■ **Short exercise**: Transcribe the material below word for word, leaving out the pictures.

[start of Records to use]

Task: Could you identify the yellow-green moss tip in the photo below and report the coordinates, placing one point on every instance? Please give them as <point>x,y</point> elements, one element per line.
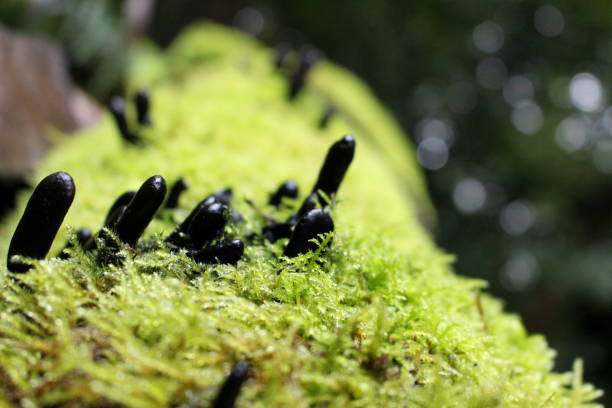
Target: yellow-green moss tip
<point>378,320</point>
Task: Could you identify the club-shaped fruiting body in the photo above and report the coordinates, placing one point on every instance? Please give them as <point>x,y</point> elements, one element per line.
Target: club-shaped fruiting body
<point>117,208</point>
<point>277,230</point>
<point>207,225</point>
<point>308,58</point>
<point>337,162</point>
<point>309,227</point>
<point>225,252</point>
<point>175,192</point>
<point>142,102</point>
<point>41,219</point>
<point>288,189</point>
<point>230,390</point>
<point>117,108</point>
<point>179,236</point>
<point>83,238</point>
<point>282,51</point>
<point>224,196</point>
<point>329,113</point>
<point>140,210</point>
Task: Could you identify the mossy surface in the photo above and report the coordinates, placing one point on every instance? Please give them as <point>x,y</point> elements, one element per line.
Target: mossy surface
<point>379,319</point>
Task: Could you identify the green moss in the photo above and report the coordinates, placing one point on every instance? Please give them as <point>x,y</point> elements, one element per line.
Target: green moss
<point>378,320</point>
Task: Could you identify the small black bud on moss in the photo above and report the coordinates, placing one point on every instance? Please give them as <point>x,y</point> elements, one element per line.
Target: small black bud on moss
<point>288,189</point>
<point>309,204</point>
<point>142,102</point>
<point>309,56</point>
<point>282,52</point>
<point>117,108</point>
<point>225,252</point>
<point>277,230</point>
<point>41,219</point>
<point>308,227</point>
<point>175,192</point>
<point>207,225</point>
<point>337,162</point>
<point>83,236</point>
<point>224,196</point>
<point>117,208</point>
<point>328,114</point>
<point>141,210</point>
<point>230,390</point>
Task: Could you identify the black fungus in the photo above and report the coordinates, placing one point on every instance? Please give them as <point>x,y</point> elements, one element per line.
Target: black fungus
<point>179,237</point>
<point>288,189</point>
<point>207,225</point>
<point>309,56</point>
<point>277,230</point>
<point>225,252</point>
<point>337,161</point>
<point>117,208</point>
<point>175,192</point>
<point>308,227</point>
<point>309,204</point>
<point>83,238</point>
<point>236,217</point>
<point>141,210</point>
<point>143,103</point>
<point>230,390</point>
<point>282,52</point>
<point>224,196</point>
<point>326,117</point>
<point>117,108</point>
<point>41,219</point>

[end of Records to use]

■ **Output**:
Task: Could you identify the yellow-green moss tip in the photo below and report the coordinates, placing one point on every instance? Please give them as <point>x,y</point> elements, one element per line.
Target: yellow-green moss tip
<point>378,320</point>
Task: Could you identify the club-shaped fruiting body in the photo above and report the coordinates, placing one point on every instance? Please give them as <point>x,y</point> elements, one element per line.
Target: club-shaped fruiting body
<point>117,208</point>
<point>277,230</point>
<point>207,225</point>
<point>308,58</point>
<point>337,162</point>
<point>309,227</point>
<point>225,252</point>
<point>175,192</point>
<point>142,102</point>
<point>41,219</point>
<point>288,189</point>
<point>230,390</point>
<point>117,108</point>
<point>179,236</point>
<point>83,238</point>
<point>282,51</point>
<point>224,196</point>
<point>329,113</point>
<point>140,210</point>
Task: Could you identify the mossy surface in the photo above and report the coordinates, placing one point on every instance? Please give them as <point>x,y</point> elements, one element per line.
Target: mossy surface
<point>379,319</point>
Task: Could you identify the green moss in the photo above and report the coordinates, placing one point on every instance? Please give them as <point>x,y</point> elements, one element per line.
Target: green moss
<point>378,320</point>
Task: Could you identify the small black bud on moss in the photo above and report the coordinates, placing one point on every instance? Please give them as <point>x,y</point> elements, one element per line.
Target: small black bud on moss
<point>288,189</point>
<point>309,204</point>
<point>142,102</point>
<point>309,56</point>
<point>282,52</point>
<point>117,108</point>
<point>225,252</point>
<point>277,230</point>
<point>41,219</point>
<point>308,227</point>
<point>175,192</point>
<point>207,225</point>
<point>337,162</point>
<point>83,236</point>
<point>224,196</point>
<point>117,208</point>
<point>328,114</point>
<point>141,210</point>
<point>230,390</point>
Task: Could you identify the black fungus in the photo above and report the coordinates, placing one point on every instance? Please give them as <point>x,y</point> elements, one element per line.
Target: black fungus
<point>179,237</point>
<point>288,189</point>
<point>207,225</point>
<point>309,56</point>
<point>277,230</point>
<point>225,252</point>
<point>337,161</point>
<point>117,208</point>
<point>175,192</point>
<point>308,227</point>
<point>309,204</point>
<point>83,238</point>
<point>236,217</point>
<point>141,210</point>
<point>143,103</point>
<point>230,390</point>
<point>282,52</point>
<point>224,196</point>
<point>326,117</point>
<point>117,108</point>
<point>41,219</point>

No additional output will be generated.